Task instructions
Return the lines from the start of the data through the line with "formatted as [46,269].". Include both of those lines and no others.

Given entries

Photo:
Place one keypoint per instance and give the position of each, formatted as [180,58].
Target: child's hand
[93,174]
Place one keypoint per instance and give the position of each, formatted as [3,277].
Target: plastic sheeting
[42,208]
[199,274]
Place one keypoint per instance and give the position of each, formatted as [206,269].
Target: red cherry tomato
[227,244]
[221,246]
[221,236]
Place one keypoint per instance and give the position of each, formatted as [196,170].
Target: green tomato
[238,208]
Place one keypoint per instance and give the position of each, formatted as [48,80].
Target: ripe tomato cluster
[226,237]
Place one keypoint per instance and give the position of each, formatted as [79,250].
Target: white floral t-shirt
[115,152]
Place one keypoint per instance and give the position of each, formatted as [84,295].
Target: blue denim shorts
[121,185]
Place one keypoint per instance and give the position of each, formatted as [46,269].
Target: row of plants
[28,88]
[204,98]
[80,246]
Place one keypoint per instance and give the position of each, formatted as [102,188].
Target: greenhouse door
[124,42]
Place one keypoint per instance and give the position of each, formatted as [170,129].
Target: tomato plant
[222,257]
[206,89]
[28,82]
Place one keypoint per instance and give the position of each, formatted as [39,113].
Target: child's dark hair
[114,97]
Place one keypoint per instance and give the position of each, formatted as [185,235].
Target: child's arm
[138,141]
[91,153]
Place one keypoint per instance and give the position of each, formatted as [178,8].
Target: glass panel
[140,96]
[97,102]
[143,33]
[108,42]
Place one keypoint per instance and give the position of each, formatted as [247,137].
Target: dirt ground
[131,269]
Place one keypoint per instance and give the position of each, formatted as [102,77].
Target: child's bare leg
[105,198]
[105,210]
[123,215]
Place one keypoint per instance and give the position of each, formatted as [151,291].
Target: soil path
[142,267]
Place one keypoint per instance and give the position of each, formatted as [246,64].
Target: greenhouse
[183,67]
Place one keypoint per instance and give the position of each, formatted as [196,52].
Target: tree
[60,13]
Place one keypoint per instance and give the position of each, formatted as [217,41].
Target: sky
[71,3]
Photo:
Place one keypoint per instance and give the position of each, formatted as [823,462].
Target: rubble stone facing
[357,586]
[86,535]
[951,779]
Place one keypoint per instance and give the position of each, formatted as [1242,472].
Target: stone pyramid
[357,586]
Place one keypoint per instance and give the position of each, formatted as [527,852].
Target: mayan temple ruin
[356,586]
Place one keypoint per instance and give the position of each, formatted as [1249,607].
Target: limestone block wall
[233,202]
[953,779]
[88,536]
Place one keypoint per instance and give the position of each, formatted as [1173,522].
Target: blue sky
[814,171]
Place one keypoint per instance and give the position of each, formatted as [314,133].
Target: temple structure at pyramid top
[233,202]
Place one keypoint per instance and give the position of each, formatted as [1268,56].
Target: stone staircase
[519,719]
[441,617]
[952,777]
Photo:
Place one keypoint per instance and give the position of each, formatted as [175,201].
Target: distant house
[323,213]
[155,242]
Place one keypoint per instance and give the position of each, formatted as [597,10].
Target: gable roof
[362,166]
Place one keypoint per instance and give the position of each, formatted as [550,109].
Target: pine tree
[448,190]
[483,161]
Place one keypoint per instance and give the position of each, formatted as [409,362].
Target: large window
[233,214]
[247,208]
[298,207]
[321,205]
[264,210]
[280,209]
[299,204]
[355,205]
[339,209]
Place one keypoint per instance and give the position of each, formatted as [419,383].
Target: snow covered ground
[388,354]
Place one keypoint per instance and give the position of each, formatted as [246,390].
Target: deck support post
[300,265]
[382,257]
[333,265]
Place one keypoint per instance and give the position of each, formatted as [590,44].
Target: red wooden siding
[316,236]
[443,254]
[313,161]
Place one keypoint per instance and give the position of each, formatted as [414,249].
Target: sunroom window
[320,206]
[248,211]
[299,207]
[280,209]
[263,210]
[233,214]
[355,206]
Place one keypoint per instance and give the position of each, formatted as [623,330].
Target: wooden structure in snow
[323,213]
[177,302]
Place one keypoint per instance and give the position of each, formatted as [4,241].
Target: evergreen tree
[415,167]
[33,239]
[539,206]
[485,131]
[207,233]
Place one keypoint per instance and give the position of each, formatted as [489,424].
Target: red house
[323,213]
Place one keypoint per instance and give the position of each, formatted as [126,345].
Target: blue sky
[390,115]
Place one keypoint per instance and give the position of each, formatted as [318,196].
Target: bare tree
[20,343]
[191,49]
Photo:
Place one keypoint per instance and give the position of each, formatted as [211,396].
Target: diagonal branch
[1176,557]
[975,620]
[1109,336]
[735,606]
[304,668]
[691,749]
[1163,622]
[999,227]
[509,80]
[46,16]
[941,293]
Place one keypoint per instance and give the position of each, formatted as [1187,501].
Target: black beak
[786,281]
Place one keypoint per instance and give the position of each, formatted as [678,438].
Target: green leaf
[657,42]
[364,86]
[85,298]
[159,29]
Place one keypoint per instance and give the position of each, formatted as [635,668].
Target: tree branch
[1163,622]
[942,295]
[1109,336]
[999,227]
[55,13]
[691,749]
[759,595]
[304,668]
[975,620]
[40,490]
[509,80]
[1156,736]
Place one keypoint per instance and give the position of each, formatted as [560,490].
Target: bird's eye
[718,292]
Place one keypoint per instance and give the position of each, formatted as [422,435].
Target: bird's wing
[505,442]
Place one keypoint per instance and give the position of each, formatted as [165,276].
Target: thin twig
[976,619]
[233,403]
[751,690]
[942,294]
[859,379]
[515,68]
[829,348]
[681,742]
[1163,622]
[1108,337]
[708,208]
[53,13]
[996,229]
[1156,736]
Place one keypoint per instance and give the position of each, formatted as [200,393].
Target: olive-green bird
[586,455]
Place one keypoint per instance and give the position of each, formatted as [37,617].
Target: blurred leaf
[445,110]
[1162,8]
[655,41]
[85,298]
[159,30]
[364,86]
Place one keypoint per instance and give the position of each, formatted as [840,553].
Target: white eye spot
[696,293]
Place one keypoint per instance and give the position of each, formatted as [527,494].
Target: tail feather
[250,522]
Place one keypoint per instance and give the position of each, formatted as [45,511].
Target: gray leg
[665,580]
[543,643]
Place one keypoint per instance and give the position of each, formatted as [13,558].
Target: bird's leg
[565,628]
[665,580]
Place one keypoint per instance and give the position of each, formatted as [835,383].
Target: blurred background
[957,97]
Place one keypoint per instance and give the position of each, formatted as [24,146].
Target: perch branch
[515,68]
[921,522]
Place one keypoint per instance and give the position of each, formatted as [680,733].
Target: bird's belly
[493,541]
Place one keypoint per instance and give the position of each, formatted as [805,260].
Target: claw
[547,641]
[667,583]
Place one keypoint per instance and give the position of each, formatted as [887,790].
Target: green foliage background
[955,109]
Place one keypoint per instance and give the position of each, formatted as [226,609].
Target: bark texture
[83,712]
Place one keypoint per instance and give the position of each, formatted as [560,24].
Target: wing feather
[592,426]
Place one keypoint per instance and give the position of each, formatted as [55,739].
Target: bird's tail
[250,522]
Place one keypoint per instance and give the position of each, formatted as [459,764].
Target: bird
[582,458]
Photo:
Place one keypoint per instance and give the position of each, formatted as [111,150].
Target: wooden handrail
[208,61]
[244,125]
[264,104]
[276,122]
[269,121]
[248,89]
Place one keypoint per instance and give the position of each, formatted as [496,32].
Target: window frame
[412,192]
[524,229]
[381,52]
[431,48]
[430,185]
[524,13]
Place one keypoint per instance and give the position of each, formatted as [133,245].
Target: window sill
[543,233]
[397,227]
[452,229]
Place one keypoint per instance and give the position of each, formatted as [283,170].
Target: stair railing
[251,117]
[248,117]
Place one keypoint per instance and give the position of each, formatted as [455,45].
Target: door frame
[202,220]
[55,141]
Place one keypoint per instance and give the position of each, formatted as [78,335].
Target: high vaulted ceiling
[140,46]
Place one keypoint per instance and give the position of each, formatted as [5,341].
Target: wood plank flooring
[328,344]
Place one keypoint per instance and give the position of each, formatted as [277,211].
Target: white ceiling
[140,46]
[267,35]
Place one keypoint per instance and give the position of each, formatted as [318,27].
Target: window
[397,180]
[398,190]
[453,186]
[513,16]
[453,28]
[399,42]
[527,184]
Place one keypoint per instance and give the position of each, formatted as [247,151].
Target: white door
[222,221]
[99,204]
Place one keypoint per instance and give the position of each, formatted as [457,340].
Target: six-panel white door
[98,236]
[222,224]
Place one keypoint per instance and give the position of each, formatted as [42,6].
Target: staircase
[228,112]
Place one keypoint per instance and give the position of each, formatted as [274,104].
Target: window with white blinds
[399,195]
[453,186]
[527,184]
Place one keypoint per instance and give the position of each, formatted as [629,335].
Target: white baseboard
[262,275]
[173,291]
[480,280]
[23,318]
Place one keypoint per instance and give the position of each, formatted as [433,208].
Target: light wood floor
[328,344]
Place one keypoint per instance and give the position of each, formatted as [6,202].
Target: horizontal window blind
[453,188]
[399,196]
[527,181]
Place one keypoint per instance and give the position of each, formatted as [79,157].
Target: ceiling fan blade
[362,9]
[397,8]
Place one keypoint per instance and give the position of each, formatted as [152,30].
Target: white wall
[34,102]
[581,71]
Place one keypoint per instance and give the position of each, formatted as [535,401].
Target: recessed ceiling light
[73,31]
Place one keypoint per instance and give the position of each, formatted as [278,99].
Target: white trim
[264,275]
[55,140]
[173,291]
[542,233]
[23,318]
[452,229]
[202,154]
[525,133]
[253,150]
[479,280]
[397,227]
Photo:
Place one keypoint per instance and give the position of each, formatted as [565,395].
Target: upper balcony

Written response
Photo:
Place one keypoint per instance and give the position of each, formatted as [180,58].
Target: child's hand
[93,174]
Place one keypoint per instance and give the position of each, formatted as [3,277].
Target: plastic sheeting
[42,208]
[199,274]
Place one keypoint per instance and give the position of each, formatted as [206,269].
Target: red cherry tomato
[227,244]
[221,246]
[221,236]
Place one keypoint per instance and give the position of each, formatted as [196,170].
Target: green tomato
[238,208]
Place one keypoint per instance and give the position of each, formatted as [48,80].
Target: ripe tomato cluster
[226,237]
Place one keypoint per instance and give the position of each, formatted as [79,250].
Target: white floral t-shirt
[115,152]
Place one keypoint per instance and give the position of each, formatted as [84,295].
Target: blue denim shorts
[121,185]
Place one keypoint per instance and give the position of each, formatted as [46,269].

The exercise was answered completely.